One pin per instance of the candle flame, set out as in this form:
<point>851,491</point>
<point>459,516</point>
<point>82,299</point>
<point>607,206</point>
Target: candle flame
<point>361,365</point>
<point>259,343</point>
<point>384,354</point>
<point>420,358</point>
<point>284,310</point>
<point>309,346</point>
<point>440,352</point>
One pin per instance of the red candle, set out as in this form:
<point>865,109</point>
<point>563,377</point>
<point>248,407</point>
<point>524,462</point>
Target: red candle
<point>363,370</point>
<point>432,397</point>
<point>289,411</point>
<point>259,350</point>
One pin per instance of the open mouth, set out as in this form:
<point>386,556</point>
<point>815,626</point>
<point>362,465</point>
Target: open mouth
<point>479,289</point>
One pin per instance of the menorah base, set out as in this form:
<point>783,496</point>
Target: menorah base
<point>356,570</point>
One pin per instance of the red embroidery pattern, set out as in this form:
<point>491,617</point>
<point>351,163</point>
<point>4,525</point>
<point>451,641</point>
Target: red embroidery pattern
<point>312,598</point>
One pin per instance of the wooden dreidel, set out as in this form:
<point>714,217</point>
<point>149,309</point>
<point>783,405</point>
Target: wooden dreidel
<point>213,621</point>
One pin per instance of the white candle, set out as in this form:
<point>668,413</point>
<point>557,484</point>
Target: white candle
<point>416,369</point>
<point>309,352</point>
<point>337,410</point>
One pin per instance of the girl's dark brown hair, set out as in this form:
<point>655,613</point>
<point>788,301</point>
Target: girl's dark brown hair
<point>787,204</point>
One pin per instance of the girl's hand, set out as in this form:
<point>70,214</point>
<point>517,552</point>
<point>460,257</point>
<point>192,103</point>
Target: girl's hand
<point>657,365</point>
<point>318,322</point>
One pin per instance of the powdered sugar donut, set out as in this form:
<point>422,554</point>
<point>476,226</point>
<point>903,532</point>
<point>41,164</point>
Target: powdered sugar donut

★ ★ ★ ★

(Work request): What you return should be the lines from the beginning of the records through the one that contains "One pin per instance of the red candle, set", repeated exactly and with no additions.

(Problem solution):
One pin per instance of the candle flame, set out as in this form:
<point>851,491</point>
<point>459,516</point>
<point>82,299</point>
<point>607,206</point>
Target: candle flame
<point>361,365</point>
<point>259,343</point>
<point>384,354</point>
<point>420,358</point>
<point>284,310</point>
<point>309,346</point>
<point>440,352</point>
One pin per instance of the red candle, set out as in this form:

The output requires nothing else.